- _Aim of the exercise_
Below are some records; repeat them all exactly, minus the pictures.

- _Records supplied_
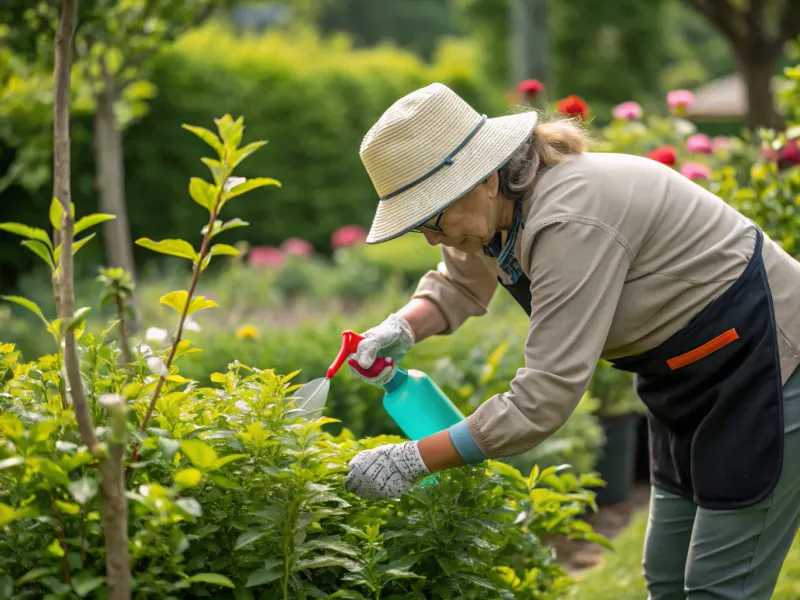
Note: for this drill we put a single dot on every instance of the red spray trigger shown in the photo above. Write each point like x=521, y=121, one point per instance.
x=350, y=341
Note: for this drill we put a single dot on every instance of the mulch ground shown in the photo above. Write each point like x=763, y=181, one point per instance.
x=576, y=556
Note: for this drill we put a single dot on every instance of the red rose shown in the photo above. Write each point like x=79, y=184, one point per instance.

- _Solution for this task_
Note: for this drill we put a single dot on every instance of the red spray trigger shown in the photo above. Write each point like x=521, y=121, one point per instance.
x=350, y=341
Note: for this drill we put a single dot on every instance of the mulch ground shown in the photo above. Write each point like x=763, y=181, one point per instance.
x=576, y=556
Note: for this drill we put a single dot on every instance of the red rose shown in the photo above. Write each point like x=79, y=184, one point per instance.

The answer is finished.